The general rule provides for a three-year period of limitations once the gift is adequately disclosed on a gift tax return. If a gift is not adequately disclosed, there is an unlimited statute of limitations.
For adequate disclosure, the following information must be provided on a gift tax return:
Completed transfers to members of the transferor’s family that are made in the ordinary course of operating a business (such as salary) will be deemed to be adequately disclosed even though the transfer is not reported on a gift tax return if the transfer is property reported by all parties for income tax purposes. In addition, any other completed transfer that is reported in its entirety as not constituting a transfer by gift and is adequately disclosed can start the statute running.
Adequate disclosure of a transfer that is reported as a completed gift on the gift tax return will commence the running of the statute of the period of limitations for assessment, even if the transfer is later determined to be an incomplete gift.
Adjustments are precluded with respect to all issues relating to the gift once the limitations period has expired for a gift that meets the disclosure requirements. If the time has expired for assessments for gift tax purposes for a prior gift, the value of the prior gift as finally determined for purposes of the gift tax is used both for purposes of computing subsequent gift tax as well as the federal estate tax.

Stored items from a collection
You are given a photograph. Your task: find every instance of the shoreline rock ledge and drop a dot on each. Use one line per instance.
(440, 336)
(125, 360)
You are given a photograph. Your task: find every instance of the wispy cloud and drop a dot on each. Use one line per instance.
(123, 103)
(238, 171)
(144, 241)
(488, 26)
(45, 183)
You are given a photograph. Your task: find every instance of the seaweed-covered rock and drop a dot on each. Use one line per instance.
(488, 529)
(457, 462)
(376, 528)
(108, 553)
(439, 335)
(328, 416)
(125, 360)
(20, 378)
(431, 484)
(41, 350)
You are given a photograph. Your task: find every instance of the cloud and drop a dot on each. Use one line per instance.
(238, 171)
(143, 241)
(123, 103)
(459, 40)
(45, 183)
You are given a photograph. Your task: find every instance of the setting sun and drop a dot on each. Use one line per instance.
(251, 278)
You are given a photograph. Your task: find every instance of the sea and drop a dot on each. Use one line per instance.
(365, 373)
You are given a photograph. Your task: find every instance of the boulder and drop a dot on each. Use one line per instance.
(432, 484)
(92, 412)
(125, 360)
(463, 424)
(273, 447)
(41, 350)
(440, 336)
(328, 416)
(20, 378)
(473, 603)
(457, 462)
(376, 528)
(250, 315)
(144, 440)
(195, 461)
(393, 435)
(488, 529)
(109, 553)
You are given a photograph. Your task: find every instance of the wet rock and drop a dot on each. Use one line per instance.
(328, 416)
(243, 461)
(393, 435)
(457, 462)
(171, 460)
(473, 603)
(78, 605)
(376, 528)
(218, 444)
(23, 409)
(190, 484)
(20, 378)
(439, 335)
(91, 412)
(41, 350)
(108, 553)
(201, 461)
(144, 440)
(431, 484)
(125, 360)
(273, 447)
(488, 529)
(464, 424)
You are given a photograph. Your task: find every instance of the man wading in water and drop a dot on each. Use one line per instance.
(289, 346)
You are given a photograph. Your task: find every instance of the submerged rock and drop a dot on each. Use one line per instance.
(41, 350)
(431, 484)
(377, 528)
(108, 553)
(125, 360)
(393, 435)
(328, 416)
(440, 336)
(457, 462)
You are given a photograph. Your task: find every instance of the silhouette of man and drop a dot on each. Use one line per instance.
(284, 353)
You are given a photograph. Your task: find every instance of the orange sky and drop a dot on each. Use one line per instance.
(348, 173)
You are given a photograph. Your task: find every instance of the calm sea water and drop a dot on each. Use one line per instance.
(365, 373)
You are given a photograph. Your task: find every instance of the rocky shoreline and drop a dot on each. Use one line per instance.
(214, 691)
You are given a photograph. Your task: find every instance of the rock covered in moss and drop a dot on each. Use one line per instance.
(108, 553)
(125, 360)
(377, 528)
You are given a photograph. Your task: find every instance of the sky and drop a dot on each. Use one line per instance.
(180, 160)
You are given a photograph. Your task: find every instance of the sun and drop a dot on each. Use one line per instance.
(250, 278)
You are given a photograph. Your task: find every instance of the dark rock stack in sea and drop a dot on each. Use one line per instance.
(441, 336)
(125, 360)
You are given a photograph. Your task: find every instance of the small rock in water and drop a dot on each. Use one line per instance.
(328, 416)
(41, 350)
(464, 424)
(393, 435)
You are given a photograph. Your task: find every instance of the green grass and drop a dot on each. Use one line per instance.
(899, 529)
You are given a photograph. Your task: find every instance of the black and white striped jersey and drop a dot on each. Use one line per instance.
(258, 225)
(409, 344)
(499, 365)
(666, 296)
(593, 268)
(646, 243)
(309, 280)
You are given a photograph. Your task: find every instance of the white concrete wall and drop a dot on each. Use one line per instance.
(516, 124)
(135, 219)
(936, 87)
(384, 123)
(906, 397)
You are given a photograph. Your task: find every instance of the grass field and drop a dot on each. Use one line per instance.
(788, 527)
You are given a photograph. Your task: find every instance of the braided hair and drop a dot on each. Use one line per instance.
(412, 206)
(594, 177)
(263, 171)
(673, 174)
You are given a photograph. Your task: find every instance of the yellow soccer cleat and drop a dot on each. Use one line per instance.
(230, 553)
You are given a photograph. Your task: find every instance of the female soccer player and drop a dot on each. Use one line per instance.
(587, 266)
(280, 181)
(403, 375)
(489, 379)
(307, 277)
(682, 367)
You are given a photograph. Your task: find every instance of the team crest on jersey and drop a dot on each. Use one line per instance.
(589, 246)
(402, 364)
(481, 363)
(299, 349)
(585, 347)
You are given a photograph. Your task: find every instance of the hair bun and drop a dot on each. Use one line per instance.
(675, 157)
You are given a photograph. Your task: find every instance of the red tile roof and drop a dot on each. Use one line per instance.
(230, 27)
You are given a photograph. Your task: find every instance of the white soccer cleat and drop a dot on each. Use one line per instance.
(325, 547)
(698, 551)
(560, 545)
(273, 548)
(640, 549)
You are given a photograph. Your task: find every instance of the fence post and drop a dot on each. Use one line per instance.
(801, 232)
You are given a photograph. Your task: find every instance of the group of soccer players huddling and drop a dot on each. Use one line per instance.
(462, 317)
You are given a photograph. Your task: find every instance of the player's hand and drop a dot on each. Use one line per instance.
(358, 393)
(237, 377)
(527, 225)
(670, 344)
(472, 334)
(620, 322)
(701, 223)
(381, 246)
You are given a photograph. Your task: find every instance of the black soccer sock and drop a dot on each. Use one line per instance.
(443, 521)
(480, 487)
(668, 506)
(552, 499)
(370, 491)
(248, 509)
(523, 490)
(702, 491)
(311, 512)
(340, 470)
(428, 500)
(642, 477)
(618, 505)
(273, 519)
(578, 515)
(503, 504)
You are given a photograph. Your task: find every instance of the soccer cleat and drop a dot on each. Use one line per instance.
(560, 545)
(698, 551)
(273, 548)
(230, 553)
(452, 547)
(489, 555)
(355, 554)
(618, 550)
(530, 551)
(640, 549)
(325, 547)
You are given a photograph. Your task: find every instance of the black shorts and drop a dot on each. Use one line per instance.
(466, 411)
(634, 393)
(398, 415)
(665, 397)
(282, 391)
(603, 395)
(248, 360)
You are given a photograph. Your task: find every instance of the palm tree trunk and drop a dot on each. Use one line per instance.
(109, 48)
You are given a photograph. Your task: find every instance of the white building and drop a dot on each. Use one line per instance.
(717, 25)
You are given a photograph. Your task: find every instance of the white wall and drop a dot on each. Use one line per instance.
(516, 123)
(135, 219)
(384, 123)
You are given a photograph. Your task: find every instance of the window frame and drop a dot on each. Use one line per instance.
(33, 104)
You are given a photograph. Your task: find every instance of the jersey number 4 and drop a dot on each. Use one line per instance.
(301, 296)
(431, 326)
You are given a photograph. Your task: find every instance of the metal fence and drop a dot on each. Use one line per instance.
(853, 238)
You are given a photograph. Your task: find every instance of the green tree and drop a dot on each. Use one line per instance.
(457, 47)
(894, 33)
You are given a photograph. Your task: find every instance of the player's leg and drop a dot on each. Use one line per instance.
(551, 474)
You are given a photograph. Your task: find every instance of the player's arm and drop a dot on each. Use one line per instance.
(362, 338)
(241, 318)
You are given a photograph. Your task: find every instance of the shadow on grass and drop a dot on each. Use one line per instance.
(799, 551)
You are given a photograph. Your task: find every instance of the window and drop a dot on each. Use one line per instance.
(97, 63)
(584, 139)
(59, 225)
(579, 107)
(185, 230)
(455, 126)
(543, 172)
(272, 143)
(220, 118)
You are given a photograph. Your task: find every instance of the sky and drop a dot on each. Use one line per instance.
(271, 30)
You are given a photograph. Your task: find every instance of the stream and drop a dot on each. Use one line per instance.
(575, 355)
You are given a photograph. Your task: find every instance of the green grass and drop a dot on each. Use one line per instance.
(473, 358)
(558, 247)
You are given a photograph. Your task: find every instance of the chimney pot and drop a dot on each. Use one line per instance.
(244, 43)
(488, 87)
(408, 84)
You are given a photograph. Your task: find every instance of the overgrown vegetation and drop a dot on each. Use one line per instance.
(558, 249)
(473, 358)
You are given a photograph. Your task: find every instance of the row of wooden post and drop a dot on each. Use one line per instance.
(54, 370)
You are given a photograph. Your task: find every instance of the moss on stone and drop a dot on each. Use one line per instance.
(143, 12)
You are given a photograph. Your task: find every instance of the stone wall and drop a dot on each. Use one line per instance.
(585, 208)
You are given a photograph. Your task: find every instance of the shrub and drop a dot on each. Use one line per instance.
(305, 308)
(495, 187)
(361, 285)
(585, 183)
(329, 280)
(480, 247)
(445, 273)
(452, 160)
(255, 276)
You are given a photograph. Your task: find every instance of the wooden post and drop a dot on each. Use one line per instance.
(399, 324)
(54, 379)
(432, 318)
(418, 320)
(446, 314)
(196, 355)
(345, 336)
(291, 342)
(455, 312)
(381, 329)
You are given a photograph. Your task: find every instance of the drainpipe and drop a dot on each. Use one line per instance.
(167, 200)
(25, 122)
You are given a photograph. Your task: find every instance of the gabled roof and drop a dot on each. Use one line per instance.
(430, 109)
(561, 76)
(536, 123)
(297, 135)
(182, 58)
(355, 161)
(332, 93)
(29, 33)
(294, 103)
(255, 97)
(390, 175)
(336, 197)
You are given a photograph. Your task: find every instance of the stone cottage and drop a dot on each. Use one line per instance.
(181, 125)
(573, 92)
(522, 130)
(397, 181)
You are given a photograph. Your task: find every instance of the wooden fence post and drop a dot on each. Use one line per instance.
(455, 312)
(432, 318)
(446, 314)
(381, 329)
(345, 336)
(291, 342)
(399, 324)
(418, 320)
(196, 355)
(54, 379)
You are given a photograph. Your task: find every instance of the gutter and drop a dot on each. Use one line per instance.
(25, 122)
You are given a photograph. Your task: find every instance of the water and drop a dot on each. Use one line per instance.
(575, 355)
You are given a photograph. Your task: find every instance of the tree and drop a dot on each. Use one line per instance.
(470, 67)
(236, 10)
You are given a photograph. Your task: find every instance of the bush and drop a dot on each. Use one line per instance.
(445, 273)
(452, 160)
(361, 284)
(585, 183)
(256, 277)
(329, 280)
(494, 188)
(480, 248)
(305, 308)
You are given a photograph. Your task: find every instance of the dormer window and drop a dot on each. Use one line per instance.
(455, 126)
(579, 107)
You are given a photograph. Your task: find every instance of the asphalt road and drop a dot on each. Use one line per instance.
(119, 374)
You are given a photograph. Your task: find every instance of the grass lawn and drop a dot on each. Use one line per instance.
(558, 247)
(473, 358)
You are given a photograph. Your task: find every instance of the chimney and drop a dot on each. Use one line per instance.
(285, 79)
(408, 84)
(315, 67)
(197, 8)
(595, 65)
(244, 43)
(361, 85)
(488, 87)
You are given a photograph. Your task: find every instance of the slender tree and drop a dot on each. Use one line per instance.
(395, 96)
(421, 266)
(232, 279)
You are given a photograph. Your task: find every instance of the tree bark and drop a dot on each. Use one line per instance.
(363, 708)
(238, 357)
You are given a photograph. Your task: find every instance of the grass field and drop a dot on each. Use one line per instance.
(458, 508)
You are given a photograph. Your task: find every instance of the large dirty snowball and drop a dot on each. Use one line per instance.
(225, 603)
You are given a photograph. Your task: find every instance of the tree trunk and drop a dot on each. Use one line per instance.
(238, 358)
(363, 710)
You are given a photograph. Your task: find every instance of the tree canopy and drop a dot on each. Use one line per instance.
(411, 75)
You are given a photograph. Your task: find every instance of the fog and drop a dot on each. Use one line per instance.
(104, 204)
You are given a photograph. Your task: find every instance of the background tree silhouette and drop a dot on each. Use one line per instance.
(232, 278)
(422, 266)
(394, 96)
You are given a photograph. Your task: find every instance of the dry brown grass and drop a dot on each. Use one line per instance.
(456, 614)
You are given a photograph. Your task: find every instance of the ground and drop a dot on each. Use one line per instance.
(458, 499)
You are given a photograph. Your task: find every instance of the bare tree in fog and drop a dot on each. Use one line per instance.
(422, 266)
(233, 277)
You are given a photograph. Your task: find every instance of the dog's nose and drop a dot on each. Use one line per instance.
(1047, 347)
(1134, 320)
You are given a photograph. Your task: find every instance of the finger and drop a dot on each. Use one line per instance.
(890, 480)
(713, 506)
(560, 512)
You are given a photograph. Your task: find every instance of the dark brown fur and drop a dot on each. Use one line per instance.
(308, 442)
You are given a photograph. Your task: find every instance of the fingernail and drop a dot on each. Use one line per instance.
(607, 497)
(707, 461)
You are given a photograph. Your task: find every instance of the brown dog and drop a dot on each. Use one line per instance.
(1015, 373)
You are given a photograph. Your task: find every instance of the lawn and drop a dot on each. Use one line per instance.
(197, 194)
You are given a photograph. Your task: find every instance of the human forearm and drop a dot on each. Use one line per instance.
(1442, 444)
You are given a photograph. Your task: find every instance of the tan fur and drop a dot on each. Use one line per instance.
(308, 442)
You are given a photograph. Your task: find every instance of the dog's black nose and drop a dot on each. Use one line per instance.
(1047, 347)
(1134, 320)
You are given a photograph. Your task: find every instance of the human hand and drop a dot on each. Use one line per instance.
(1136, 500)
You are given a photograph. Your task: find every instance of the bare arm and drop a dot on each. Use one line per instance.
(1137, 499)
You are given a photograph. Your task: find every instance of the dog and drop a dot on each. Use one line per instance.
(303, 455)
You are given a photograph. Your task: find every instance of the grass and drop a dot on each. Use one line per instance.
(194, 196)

Problems to work on
A: According to the passage on gift tax limitations, how long is the limitations period once a gift is adequately disclosed on a gift tax return?
B: Name every kind of tax that the passage on gift tax limitations mentions.
C: Continue the passage on gift tax limitations from its last sentence.

Numbered answers
A: Three years.

B: Gift tax, income tax, and federal estate tax.

C:
The taxpayer has the choice of giving the IRS the bare minimum of information required or inundating it with paper. If the objective is to commence the running of the statute of limitations, the more information provided, the better.
Separate Account For IRAs Present Planning Options
Naming a beneficiary of an Individual Retirement Account (IRA) can affect how the account is distributed both during the account owner’s lifetime and after his or her death. Sometimes an account owner and his or her beneficiaries will be better served by dividing a single IRA into separate accounts with separate beneficiaries.
As a rule, at an account owner’s death, the balance in the account may be paid out to the beneficiary over the beneficiary’s life expectancy. However, if more than one beneficiary is named (such as the account owner’s children) the account balance will be paid out over the life expectancy of the beneficiary having the shortest life expectancy, i.e., the oldest child. If, instead, the account is divided into separate accounts and a separate child is named beneficiary of each account, after the death of the account owner, distributions from each separate account will be made over the life expectancy of the child who is named as beneficiary of that account. This will allow greater tax deferral for younger children.
In some situations, the separate accounts can be created after the death of the account owner. For example, if the beneficiary is the spouse of the account owner, he or she has the option of rolling the account balance into separate accounts in the spouse’s name and naming individual children as beneficiary of each new IRA. But to ensure that this technique is available, an account owner may be well advised to create the separate accounts during his or her lifetime.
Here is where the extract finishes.